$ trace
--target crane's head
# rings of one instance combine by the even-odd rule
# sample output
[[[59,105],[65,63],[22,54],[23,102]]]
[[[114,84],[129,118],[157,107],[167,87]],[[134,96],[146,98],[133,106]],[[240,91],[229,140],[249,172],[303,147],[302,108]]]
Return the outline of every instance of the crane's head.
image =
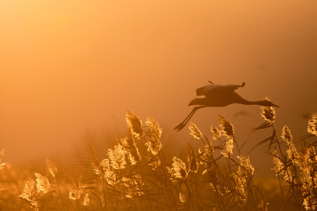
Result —
[[[275,105],[272,103],[269,100],[264,100],[262,101],[262,105],[264,106],[275,106],[275,107],[280,107],[277,105]]]

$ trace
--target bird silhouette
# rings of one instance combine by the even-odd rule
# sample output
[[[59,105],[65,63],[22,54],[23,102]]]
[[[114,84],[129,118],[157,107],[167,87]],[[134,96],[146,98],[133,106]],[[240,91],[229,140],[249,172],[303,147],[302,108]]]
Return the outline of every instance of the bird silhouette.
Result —
[[[245,85],[244,82],[241,85],[230,84],[223,86],[215,84],[210,81],[208,81],[208,82],[211,84],[198,88],[196,90],[197,96],[202,96],[203,97],[194,98],[188,104],[189,106],[194,105],[201,106],[194,107],[184,121],[175,127],[174,130],[177,130],[177,131],[179,131],[182,129],[197,110],[205,107],[223,107],[232,103],[279,107],[266,100],[249,101],[243,98],[234,91],[239,87],[243,87]]]

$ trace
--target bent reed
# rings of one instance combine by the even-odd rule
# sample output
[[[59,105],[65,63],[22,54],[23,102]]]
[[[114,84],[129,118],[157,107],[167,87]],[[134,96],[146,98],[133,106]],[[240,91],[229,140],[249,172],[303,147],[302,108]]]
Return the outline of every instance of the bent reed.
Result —
[[[316,210],[317,112],[308,121],[311,134],[294,142],[287,126],[281,138],[276,136],[272,107],[261,109],[265,122],[252,132],[272,129],[272,135],[254,147],[265,145],[272,157],[282,200],[279,209]],[[269,210],[270,201],[255,181],[257,170],[243,153],[243,145],[238,146],[234,126],[224,117],[219,115],[220,128],[211,125],[209,135],[191,122],[190,134],[201,140],[201,148],[195,151],[188,142],[186,159],[175,156],[170,160],[163,151],[162,128],[154,118],[147,118],[146,131],[133,112],[127,111],[126,119],[126,136],[117,137],[116,144],[101,159],[90,145],[89,157],[78,161],[81,171],[74,172],[48,158],[48,173],[24,179],[23,189],[17,179],[2,182],[2,210]],[[2,162],[4,155],[3,150],[1,171],[7,163]]]

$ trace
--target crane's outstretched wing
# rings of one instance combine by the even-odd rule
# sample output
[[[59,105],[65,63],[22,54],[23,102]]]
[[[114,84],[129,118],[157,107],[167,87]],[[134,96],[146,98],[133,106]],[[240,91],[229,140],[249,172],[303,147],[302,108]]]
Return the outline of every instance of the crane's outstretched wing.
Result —
[[[196,90],[196,94],[197,96],[208,96],[212,95],[215,93],[224,94],[233,92],[239,87],[243,87],[245,85],[245,83],[243,82],[241,85],[237,84],[229,84],[224,86],[213,84],[207,85]]]

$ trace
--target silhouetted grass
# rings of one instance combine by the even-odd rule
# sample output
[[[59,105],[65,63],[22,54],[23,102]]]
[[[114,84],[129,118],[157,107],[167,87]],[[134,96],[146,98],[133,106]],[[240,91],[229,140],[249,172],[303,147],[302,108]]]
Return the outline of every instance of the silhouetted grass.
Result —
[[[252,132],[272,131],[255,147],[265,146],[272,156],[276,176],[273,179],[278,184],[282,199],[279,208],[315,210],[317,113],[308,122],[311,134],[294,143],[287,126],[282,128],[281,138],[276,135],[274,109],[261,109],[266,122]],[[212,125],[209,135],[204,135],[191,122],[190,134],[201,140],[201,147],[195,152],[188,143],[185,160],[176,156],[166,159],[160,141],[162,129],[154,119],[148,117],[145,131],[133,113],[127,111],[126,117],[126,136],[118,137],[113,148],[105,149],[104,157],[97,158],[91,145],[87,157],[78,158],[73,166],[48,158],[50,174],[29,175],[24,170],[22,188],[16,180],[2,182],[3,210],[268,210],[270,202],[262,188],[265,182],[256,185],[252,161],[242,152],[244,144],[238,146],[234,126],[225,117],[219,115],[221,130]],[[313,137],[312,143],[307,140]],[[282,150],[282,145],[287,146],[286,152]],[[3,150],[1,173],[12,176],[10,168],[1,169],[6,164],[1,163],[4,155]]]

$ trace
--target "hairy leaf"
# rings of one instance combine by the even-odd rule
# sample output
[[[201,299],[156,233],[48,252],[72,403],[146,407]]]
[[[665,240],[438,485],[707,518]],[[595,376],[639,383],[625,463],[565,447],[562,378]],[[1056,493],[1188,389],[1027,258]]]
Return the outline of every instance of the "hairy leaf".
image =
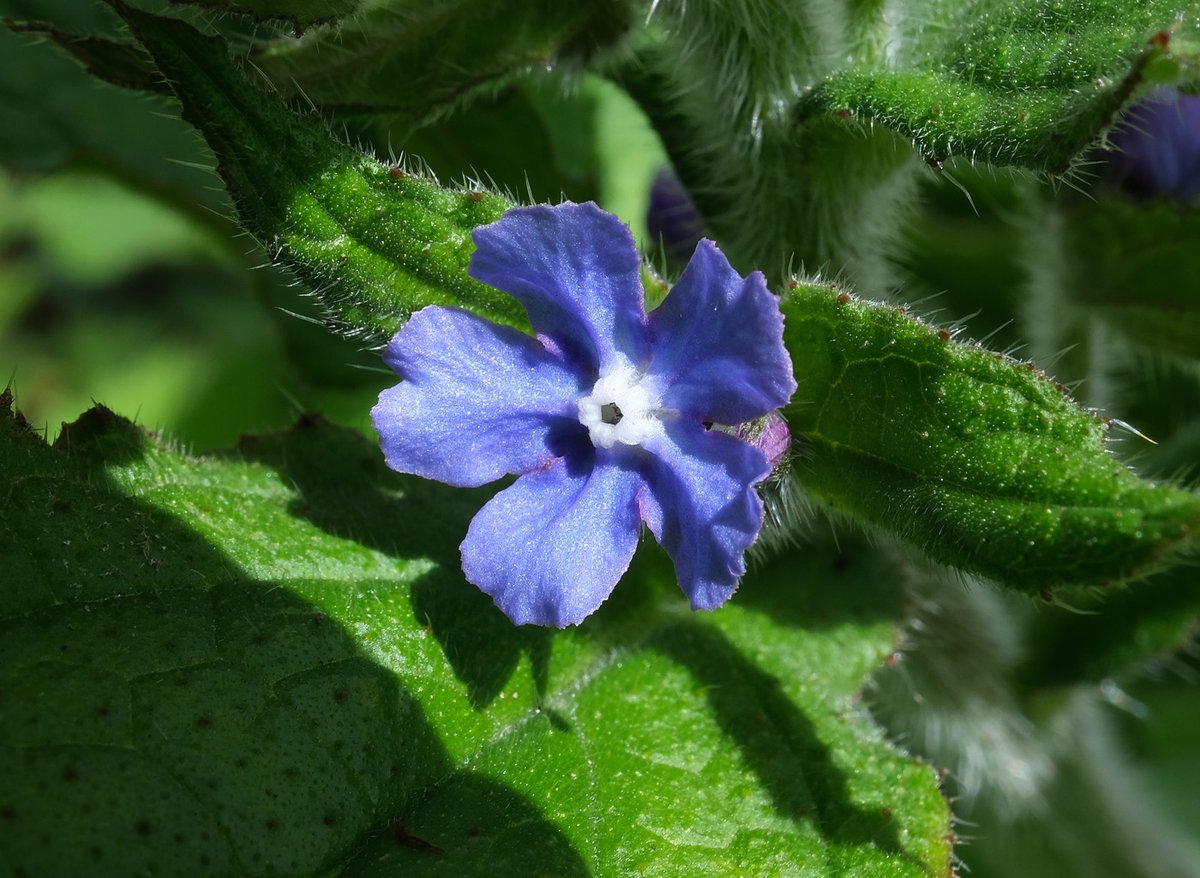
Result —
[[[102,38],[54,36],[113,78],[145,83],[131,64],[132,52]],[[204,144],[172,118],[167,98],[97,83],[46,38],[2,26],[0,56],[0,164],[46,173],[90,162],[176,208],[186,205],[208,223],[216,223],[214,214],[228,212],[211,174],[196,167],[208,157]],[[131,131],[138,136],[130,137]]]
[[[235,12],[256,20],[282,19],[290,22],[296,31],[302,31],[313,24],[336,22],[356,12],[362,0],[172,0],[172,2]]]
[[[950,868],[932,771],[856,706],[901,609],[865,545],[781,558],[715,614],[643,552],[587,625],[517,629],[458,572],[480,493],[356,434],[196,459],[95,409],[52,449],[2,404],[18,871]]]
[[[1110,199],[1064,210],[1058,229],[1060,295],[1142,347],[1200,359],[1200,215]]]
[[[216,154],[242,225],[313,288],[331,325],[386,338],[431,303],[523,323],[515,300],[466,272],[472,229],[497,220],[505,199],[356,152],[251,84],[221,40],[116,8]]]
[[[1139,480],[1106,423],[1032,363],[826,287],[785,299],[804,487],[937,560],[1033,594],[1147,572],[1195,494]]]
[[[1079,596],[1069,608],[1040,611],[1021,663],[1030,687],[1129,679],[1187,649],[1200,635],[1200,577],[1181,565],[1102,597]]]
[[[1183,0],[962,4],[890,64],[832,73],[799,115],[882,122],[934,162],[1063,173],[1142,84],[1195,82],[1198,17]]]
[[[588,58],[629,28],[626,0],[377,0],[254,59],[284,95],[427,121],[481,86]]]

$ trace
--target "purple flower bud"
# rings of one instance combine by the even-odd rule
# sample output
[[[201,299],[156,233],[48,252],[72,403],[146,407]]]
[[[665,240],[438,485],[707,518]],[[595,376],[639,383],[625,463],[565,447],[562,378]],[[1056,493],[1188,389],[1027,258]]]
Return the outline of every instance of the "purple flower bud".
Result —
[[[704,233],[704,218],[670,168],[662,168],[654,176],[650,204],[646,210],[646,228],[650,233],[650,240],[662,247],[667,259],[680,265],[688,261]]]
[[[1105,176],[1130,196],[1200,194],[1200,97],[1160,89],[1126,113],[1109,143]]]

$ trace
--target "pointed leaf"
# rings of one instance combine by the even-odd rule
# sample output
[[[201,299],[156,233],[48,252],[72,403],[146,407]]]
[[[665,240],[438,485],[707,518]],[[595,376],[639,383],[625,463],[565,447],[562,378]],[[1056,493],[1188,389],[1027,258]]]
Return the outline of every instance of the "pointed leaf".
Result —
[[[288,96],[424,122],[516,73],[614,43],[625,0],[382,0],[336,29],[254,59]]]
[[[882,122],[932,162],[961,156],[1063,173],[1139,88],[1196,82],[1200,5],[964,4],[893,54],[888,66],[859,61],[829,74],[800,115]]]
[[[317,291],[332,325],[384,339],[431,303],[524,323],[512,299],[466,271],[470,230],[497,220],[505,199],[368,158],[252,85],[223,41],[115,8],[216,154],[241,223]]]
[[[174,4],[205,6],[220,12],[248,16],[257,22],[290,22],[296,32],[313,24],[336,22],[353,14],[362,0],[170,0]]]

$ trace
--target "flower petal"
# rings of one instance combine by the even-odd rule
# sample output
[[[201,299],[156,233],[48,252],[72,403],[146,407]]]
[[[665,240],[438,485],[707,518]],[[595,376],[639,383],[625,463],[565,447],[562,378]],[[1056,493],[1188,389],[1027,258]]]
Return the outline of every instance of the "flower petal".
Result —
[[[649,319],[649,375],[664,387],[666,408],[733,425],[785,405],[796,392],[779,301],[761,272],[743,279],[712,241],[696,245]]]
[[[522,476],[479,511],[462,570],[517,625],[565,627],[610,595],[637,548],[641,476],[589,457]]]
[[[641,363],[648,338],[637,248],[595,204],[510,210],[475,229],[472,277],[515,296],[569,362],[607,372]]]
[[[395,470],[474,487],[587,443],[580,379],[523,332],[430,306],[384,361],[404,380],[379,395],[371,420]]]
[[[692,609],[715,609],[738,588],[745,551],[762,528],[754,486],[770,467],[762,452],[688,420],[647,441],[642,517],[674,560]]]

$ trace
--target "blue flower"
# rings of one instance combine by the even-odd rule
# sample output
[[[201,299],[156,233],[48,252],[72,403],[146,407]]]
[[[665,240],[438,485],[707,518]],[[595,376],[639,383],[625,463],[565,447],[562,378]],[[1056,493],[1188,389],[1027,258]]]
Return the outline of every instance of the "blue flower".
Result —
[[[728,600],[762,525],[763,453],[710,425],[784,405],[796,383],[761,273],[701,241],[647,314],[629,229],[594,204],[512,210],[475,230],[473,277],[536,338],[427,307],[388,344],[403,379],[371,416],[388,465],[455,486],[518,479],[475,516],[462,567],[515,623],[582,621],[642,525],[696,609]]]
[[[1110,180],[1138,198],[1200,194],[1200,97],[1159,89],[1134,104],[1109,134]]]

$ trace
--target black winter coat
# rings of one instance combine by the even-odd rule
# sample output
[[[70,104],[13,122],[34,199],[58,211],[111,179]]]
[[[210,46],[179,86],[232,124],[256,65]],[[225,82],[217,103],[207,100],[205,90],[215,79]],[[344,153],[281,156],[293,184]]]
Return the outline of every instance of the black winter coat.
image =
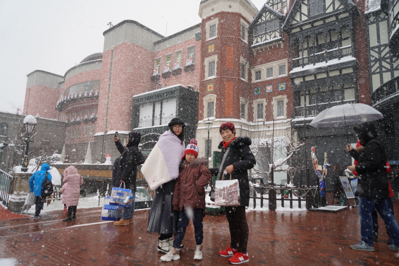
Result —
[[[117,148],[121,154],[117,169],[115,186],[120,185],[120,180],[125,181],[126,188],[135,192],[136,179],[137,174],[137,166],[144,163],[144,156],[138,150],[138,144],[141,134],[132,132],[129,133],[129,142],[126,148],[120,143],[120,141],[115,143]],[[123,185],[122,185],[123,187]]]
[[[249,180],[248,179],[248,170],[253,168],[256,164],[255,156],[249,148],[252,142],[248,137],[238,137],[229,144],[225,148],[223,147],[223,141],[221,142],[217,147],[222,150],[220,153],[219,164],[220,165],[221,163],[225,152],[229,147],[230,150],[222,169],[224,170],[226,167],[231,164],[234,167],[234,171],[231,173],[231,179],[238,179],[241,206],[248,206],[249,204]],[[219,167],[210,168],[209,169],[212,175],[217,175]],[[225,178],[229,178],[230,175],[228,175],[228,177],[225,177]]]
[[[375,128],[370,125],[369,122],[366,122],[354,127],[354,130],[357,128],[359,133],[357,135],[361,141],[361,144],[364,146],[360,154],[354,149],[350,152],[359,162],[356,167],[359,174],[356,195],[369,199],[388,199],[389,191],[385,146],[377,136]]]

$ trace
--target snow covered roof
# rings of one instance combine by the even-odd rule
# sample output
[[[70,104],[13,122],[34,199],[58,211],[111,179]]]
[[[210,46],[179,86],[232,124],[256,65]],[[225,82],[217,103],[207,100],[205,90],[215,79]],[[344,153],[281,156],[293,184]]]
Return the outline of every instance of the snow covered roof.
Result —
[[[366,0],[364,14],[371,13],[381,9],[381,0]]]
[[[81,61],[79,64],[81,64],[83,63],[85,63],[85,62],[89,62],[89,61],[92,61],[93,60],[97,60],[99,59],[103,59],[103,53],[93,53],[92,55],[90,55],[89,56],[85,57],[84,59]]]
[[[256,14],[256,16],[255,16],[255,17],[254,18],[253,20],[252,20],[252,22],[251,23],[251,24],[249,24],[250,26],[252,25],[253,24],[256,23],[258,22],[258,20],[259,19],[259,17],[262,16],[262,14],[265,11],[266,11],[264,10],[265,9],[267,10],[267,11],[275,13],[275,14],[276,16],[277,16],[280,18],[283,16],[282,14],[280,13],[279,13],[279,12],[278,12],[277,11],[276,11],[274,9],[269,6],[268,5],[267,5],[266,4],[265,4],[264,5],[263,5],[263,6],[262,7],[262,8],[261,8],[261,10],[259,11],[259,12],[258,12],[258,14]]]
[[[251,1],[251,0],[245,0],[248,2],[248,4],[251,5],[251,6],[252,6],[254,9],[256,10],[257,11],[258,11],[258,9],[256,8],[256,6],[255,6],[255,5],[253,4],[253,3],[252,2],[252,1]],[[201,2],[200,2],[200,4],[202,4],[203,3],[205,3],[206,2],[207,2],[207,1],[208,0],[201,0]]]

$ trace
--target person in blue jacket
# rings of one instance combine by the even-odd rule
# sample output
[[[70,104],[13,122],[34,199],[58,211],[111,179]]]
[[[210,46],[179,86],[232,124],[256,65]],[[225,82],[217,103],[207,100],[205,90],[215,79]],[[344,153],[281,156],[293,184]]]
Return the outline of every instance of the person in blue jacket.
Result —
[[[36,210],[35,211],[35,216],[33,217],[34,219],[41,218],[41,216],[39,215],[40,214],[40,211],[43,207],[43,204],[46,199],[45,196],[41,195],[43,192],[42,185],[43,181],[45,179],[46,172],[49,169],[50,166],[48,164],[43,164],[40,170],[35,172],[29,179],[29,189],[31,192],[33,191],[34,194],[36,197],[36,200],[35,201]],[[47,176],[47,179],[51,181],[51,176],[49,173]]]

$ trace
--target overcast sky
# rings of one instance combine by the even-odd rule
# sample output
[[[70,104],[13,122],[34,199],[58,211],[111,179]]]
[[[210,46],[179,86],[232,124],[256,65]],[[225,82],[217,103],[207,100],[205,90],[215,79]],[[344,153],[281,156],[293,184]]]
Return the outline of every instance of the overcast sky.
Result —
[[[259,9],[266,0],[252,2]],[[201,22],[200,2],[0,0],[0,111],[23,107],[26,75],[32,71],[63,76],[102,52],[108,22],[132,20],[168,36]]]

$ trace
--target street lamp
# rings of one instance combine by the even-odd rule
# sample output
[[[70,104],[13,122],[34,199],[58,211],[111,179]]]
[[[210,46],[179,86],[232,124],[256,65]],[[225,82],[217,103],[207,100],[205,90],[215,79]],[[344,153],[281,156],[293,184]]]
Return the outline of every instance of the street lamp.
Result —
[[[24,119],[24,125],[25,126],[25,132],[26,132],[26,136],[28,136],[28,138],[26,140],[23,140],[23,141],[26,142],[26,149],[25,150],[25,155],[24,156],[22,167],[21,169],[21,171],[22,172],[28,171],[28,151],[29,149],[29,142],[30,142],[30,139],[29,138],[31,134],[33,132],[33,130],[35,129],[35,126],[37,123],[36,118],[31,114],[26,116]]]
[[[208,154],[207,154],[206,160],[207,161],[208,163],[207,164],[207,166],[209,167],[209,132],[210,132],[211,130],[212,130],[212,124],[213,124],[212,122],[209,120],[209,118],[208,118],[208,121],[205,121],[203,122],[205,124],[205,130],[208,132],[208,142],[206,143],[207,149],[207,150]]]

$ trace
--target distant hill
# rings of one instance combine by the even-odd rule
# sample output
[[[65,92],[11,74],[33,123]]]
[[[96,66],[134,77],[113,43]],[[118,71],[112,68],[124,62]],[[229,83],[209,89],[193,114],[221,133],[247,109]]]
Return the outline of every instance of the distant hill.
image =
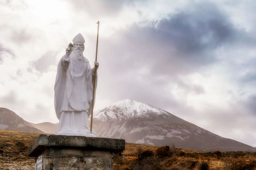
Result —
[[[218,136],[163,109],[129,99],[96,111],[93,121],[97,137],[156,146],[174,143],[176,147],[202,150],[256,151],[255,147]],[[55,134],[58,126],[49,122],[32,123],[0,108],[1,129]]]
[[[172,146],[202,150],[256,151],[255,148],[225,138],[163,109],[129,99],[96,112],[96,136],[127,142]]]
[[[57,131],[58,123],[53,123],[50,122],[43,122],[39,123],[30,123],[32,125],[45,133],[55,134]]]
[[[13,111],[0,107],[0,129],[18,131],[34,133],[44,133],[33,127]]]

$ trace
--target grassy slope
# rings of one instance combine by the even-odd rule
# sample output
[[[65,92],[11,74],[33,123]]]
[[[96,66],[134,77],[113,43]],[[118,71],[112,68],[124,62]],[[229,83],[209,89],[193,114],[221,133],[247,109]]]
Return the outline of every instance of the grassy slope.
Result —
[[[0,130],[0,169],[34,169],[34,158],[26,156],[26,152],[28,147],[38,135]],[[174,155],[171,154],[171,154],[168,156],[159,158],[153,155],[145,157],[140,162],[138,162],[136,160],[139,153],[149,150],[154,154],[160,147],[130,143],[127,143],[125,147],[126,149],[122,155],[115,156],[114,169],[128,170],[131,168],[133,169],[147,170],[198,169],[202,161],[208,163],[210,169],[230,169],[234,166],[234,162],[239,160],[240,164],[244,166],[253,167],[255,163],[254,168],[256,169],[252,168],[251,169],[256,169],[255,152],[214,153],[176,149]]]

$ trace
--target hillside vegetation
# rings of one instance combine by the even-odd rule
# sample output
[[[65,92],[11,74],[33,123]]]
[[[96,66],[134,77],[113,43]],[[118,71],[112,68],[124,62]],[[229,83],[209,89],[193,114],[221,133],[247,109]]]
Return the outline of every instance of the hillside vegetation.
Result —
[[[0,130],[0,169],[34,170],[34,158],[27,156],[26,152],[38,135]],[[115,156],[114,169],[256,169],[255,152],[205,152],[130,143],[125,147]]]

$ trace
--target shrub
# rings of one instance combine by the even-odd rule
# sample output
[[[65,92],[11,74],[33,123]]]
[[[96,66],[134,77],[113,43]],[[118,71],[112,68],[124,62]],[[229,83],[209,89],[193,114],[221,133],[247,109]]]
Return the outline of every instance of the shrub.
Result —
[[[208,170],[209,169],[210,169],[210,168],[207,162],[203,161],[200,163],[198,170]]]
[[[138,153],[141,153],[144,150],[143,148],[142,147],[139,147],[137,149],[137,152]]]
[[[138,158],[136,160],[138,161],[140,161],[145,158],[149,157],[152,156],[154,156],[154,152],[151,150],[147,149],[139,153],[138,155]]]
[[[218,157],[221,156],[221,152],[218,150],[214,151],[213,153]]]
[[[240,160],[232,164],[231,167],[231,169],[234,170],[252,170],[256,167],[256,160],[245,161]]]
[[[169,156],[171,155],[169,146],[165,146],[157,149],[156,151],[155,156],[159,158]]]
[[[25,144],[21,142],[18,142],[15,144],[16,146],[20,148],[22,148],[25,147]]]

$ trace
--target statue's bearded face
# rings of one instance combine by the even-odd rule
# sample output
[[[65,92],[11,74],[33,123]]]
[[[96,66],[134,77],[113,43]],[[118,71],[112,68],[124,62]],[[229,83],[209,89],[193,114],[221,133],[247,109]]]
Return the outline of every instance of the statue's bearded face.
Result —
[[[74,51],[80,50],[83,52],[84,50],[84,45],[82,43],[75,43],[74,45],[73,50]]]

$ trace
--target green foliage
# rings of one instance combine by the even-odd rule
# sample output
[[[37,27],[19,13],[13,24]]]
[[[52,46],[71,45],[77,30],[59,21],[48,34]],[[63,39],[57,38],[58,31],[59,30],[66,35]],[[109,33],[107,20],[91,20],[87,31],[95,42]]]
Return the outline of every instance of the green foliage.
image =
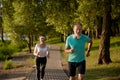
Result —
[[[4,69],[12,69],[13,68],[13,64],[12,64],[12,60],[6,60],[4,63]]]
[[[0,42],[0,60],[6,60],[16,51],[18,51],[18,48],[11,41]]]

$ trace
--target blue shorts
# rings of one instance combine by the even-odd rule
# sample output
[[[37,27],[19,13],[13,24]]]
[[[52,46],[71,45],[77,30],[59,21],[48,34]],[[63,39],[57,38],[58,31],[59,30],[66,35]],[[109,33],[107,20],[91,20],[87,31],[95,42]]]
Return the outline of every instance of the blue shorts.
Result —
[[[78,69],[78,74],[85,74],[86,61],[84,60],[82,62],[68,62],[68,67],[70,76],[76,75],[76,68]]]

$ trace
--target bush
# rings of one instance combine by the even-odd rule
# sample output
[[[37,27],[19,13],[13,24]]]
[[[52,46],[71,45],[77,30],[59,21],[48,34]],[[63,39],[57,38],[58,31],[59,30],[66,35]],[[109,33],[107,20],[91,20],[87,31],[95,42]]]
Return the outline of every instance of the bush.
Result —
[[[13,68],[13,64],[12,64],[12,60],[6,60],[4,63],[4,69],[12,69]]]

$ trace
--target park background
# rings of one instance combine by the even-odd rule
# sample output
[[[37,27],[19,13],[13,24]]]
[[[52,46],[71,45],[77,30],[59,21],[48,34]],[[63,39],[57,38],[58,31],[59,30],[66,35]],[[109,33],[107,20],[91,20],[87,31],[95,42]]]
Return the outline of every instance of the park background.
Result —
[[[119,0],[0,0],[1,69],[24,67],[26,64],[17,65],[12,58],[25,57],[23,52],[32,54],[39,35],[45,35],[48,44],[60,46],[61,56],[67,60],[64,43],[75,22],[81,22],[83,34],[93,40],[86,78],[119,80]],[[31,60],[29,66],[34,64]]]

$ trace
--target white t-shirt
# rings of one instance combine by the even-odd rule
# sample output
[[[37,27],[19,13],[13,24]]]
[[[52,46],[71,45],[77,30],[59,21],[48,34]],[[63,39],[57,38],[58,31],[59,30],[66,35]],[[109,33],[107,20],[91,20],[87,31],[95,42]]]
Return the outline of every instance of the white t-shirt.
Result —
[[[45,45],[45,47],[42,48],[42,47],[40,47],[40,44],[36,44],[33,54],[38,57],[46,57],[49,54],[48,45]]]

┄┄┄┄┄┄┄┄┄┄

Extract every line above that contains the string "blue".

**Solution to the exercise:**
--target "blue flower"
Return the outline of every instance of the "blue flower".
--target person in blue jacket
Return the outline of every instance of the person in blue jacket.
--target blue shorts
Return the outline of every instance of the blue shorts.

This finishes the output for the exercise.